SET EXERCISE: Print the lines of the items below from the line with "Find the concrete wall" to the line with "column 1274, row 701", both included, without changing anything.

RECORDS TO USE:
┌────────
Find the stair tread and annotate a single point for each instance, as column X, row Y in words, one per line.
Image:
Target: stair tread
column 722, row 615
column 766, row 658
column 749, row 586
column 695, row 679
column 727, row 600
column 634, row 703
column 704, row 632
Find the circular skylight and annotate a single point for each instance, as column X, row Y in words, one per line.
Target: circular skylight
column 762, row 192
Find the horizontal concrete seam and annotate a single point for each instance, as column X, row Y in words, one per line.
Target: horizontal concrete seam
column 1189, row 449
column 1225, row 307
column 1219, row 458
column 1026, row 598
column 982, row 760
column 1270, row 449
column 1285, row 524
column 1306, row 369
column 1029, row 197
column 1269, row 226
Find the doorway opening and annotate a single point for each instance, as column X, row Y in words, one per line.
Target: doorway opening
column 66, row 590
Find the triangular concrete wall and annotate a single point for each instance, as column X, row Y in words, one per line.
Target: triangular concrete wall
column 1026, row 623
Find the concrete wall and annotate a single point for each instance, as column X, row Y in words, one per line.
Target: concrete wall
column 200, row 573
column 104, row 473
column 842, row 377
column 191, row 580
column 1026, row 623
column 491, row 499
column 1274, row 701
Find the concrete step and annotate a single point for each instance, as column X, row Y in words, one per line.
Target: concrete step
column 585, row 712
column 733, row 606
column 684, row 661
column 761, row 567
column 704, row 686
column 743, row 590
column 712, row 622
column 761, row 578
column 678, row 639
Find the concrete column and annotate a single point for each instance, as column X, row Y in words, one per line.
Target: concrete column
└────────
FULL OUTPUT:
Find the concrete wall and annotate a single point for each instance, as column X, row Y in words, one per line.
Target: concrete wall
column 200, row 573
column 104, row 473
column 842, row 377
column 191, row 580
column 1026, row 623
column 491, row 499
column 1274, row 701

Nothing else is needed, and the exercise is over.